En España, por desgracia, a los grandes talentos hispanoamericanos modernos y contemporáneos no se les ha prestado la atención necesaria durante décadas. Había muchos planes de Filología Hispánica en diferentes universidades españolas en los que no se impartían —o se hacía de forma marginal— conocimientos en esta materia. Y, fijémonos, curiosamente, aquí, en los años 90, en un rincón español demasiadas veces olvidado llamado Región de Murcia, había un joven profesor que nos alumbraba con narraciones de Borges, Anderson Imbert, Cortázar, Rulfo, Bryce Echenique, Monterroso, García Márquez, Donoso, Benedetti, Sábato, Otero Silva, Miguel Ángel Asturias, Bioy Casares, Horacio Quiroga, Roa Bastos, Vargas Llosa, Virgilio Piñera, Reinaldo Arenas… Todo un abanico majestuoso de colores, tendencias, aromas, culturas y sabores verbales escritos en español prácticamente desconocidos para la juventud académica.

Ejercicio propuesto 1: Selecciona todas las líneas de los registros en las que aparezca la palabra "white".
El texto y los registros no guardan ninguna relación entre sí.

Registros de colocación de puntos
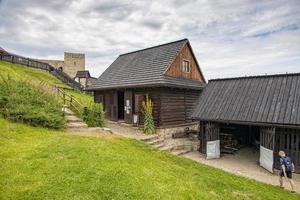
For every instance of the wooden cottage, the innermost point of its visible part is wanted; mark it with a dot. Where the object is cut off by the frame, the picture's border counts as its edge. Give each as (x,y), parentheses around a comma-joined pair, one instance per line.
(263,111)
(168,74)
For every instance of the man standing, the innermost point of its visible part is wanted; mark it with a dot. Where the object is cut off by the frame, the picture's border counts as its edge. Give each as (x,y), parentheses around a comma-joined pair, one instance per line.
(287,167)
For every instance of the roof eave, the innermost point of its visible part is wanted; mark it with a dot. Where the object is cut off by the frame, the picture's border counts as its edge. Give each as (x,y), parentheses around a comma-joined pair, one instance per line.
(146,85)
(246,122)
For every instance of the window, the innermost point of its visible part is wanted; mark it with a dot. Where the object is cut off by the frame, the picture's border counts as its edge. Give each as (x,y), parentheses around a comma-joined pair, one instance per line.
(186,66)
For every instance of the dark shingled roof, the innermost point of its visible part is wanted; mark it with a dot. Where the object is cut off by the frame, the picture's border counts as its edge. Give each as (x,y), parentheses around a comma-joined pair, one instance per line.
(83,74)
(145,68)
(2,50)
(273,99)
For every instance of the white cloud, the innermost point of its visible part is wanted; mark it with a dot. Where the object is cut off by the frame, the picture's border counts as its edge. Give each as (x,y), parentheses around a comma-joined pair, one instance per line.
(236,38)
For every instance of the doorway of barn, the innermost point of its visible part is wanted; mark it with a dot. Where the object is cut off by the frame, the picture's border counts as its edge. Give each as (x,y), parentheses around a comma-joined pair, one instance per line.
(243,141)
(120,105)
(234,137)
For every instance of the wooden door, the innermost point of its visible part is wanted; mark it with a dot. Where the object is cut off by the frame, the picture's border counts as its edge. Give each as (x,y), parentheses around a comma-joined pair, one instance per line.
(111,105)
(212,136)
(288,140)
(267,137)
(138,107)
(267,144)
(128,106)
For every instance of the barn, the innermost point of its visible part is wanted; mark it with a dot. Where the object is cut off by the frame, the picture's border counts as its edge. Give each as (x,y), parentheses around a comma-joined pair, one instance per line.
(262,111)
(168,74)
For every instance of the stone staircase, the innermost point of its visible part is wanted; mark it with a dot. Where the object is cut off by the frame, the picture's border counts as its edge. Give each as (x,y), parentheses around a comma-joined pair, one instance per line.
(177,146)
(73,122)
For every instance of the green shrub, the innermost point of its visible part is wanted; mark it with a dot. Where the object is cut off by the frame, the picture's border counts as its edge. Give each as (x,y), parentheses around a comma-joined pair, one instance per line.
(149,127)
(21,101)
(95,116)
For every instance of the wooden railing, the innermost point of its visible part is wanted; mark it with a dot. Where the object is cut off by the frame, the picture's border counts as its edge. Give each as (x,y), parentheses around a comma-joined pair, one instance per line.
(43,66)
(69,100)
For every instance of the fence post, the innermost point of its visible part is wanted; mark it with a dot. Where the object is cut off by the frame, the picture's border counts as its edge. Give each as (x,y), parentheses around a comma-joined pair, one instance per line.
(64,96)
(85,113)
(71,100)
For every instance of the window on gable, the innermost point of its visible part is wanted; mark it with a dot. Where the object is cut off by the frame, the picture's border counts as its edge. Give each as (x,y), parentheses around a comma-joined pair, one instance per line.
(186,66)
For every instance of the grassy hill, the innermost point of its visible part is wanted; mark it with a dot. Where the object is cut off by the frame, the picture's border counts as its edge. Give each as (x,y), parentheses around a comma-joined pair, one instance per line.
(26,95)
(41,163)
(38,163)
(37,76)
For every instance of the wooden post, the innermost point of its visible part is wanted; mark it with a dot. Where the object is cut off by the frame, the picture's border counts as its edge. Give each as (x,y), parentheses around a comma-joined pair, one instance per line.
(64,97)
(71,100)
(85,113)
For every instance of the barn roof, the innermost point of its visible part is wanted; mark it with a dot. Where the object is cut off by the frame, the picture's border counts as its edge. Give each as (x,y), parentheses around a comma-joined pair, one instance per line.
(273,99)
(83,74)
(144,68)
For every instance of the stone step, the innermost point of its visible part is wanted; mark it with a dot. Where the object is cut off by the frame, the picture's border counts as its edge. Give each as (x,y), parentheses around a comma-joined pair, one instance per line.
(159,146)
(166,148)
(154,142)
(76,125)
(149,138)
(69,112)
(180,152)
(89,130)
(73,118)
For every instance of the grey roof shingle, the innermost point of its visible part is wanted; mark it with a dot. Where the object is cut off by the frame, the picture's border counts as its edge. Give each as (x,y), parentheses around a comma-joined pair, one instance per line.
(144,68)
(273,99)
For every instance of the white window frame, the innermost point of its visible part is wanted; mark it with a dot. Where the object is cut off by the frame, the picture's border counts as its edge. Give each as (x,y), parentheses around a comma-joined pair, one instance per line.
(186,68)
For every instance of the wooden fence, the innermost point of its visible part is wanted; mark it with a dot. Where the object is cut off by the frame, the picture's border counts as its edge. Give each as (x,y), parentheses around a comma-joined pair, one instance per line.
(43,66)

Ejercicio propuesto 2: Completa el texto sobre la literatura hispanoamericana en España, prosiguiéndolo a partir de su última oración.

Respuesta 1:
For every instance of the white cloud, the innermost point of its visible part is wanted; mark it with a dot. Where the object is cut off by the frame, the picture's border counts as its edge. Give each as (x,y), parentheses around a comma-joined pair, one instance per line.
For every instance of the white window frame, the innermost point of its visible part is wanted; mark it with a dot. Where the object is cut off by the frame, the picture's border counts as its edge. Give each as (x,y), parentheses around a comma-joined pair, one instance per line.

Respuesta 2:
Aprovecho este artículo para declarar en negro sobre blanco, como discípulo orgulloso, que nunca dejaré de agradecerle que con apenas diecinueve o veinte años me brindara la oportunidad de gozar altos nombres de la lírica del siglo XX como Adolfo Westphalen, Alejandra Pizarnik, Alfonsina Storni, Roberto Juarroz, Oliverio Girondo, Leopoldo Lugones, José Lezama Lima, Ernesto Cardenal o Nicanor Parra. Porque un alumno de esa edad con inquietudes literarias puede conocer a Rubén Darío, a Octavio Paz, a Vicente Huidobro, a Neruda o a Gabriela Mistral, por la fama internacional que tienen o por la estrecha relación de dichos escritores con alguna generación de escritores españoles, pero poco más. Por ello, a veces uno piensa que la universidad sirve, entre otras cosas, para poder gozar a temprana edad de todos estos tesoros. Es hermoso y agradable descubrir a un autor por tu cuenta, pero a mí me ha ocurrido más de una vez escuchar a algún lector lamentarse de haber conocido con tantos años de retraso la importante obra del peruano José Watanabe, la del salvadoreño Roque Dalton, la del colombiano Darío Jaramillo o la del argentino Juan Gelman.

Es entonces cuando sentimos el privilegio de haber sido alumnos suyos.

Y ya no escribiré más sobre la labor didáctica de Cervera, sino sobre su faceta creadora.

Debemos saber que hasta la fecha ha publicado cuatro poemarios: De aurigas inmortales (1993), La partitura (Vitrubio, 2001), El alma oblicua (Verbum, 2003) y Escalada y otros poemas (Verbum, 2010).

Su trayectoria nace con el misterioso De aurigas inmortales, donde juega con la voz ficticia de las parejas sentimentales que inspiraron a grandes iconos del arte y el pensamiento, y se mantiene hasta ahora con el reciente Escalada y otros poemas, donde se reafirma en su posición vital y filosófica: entre la desmesura y el descanso.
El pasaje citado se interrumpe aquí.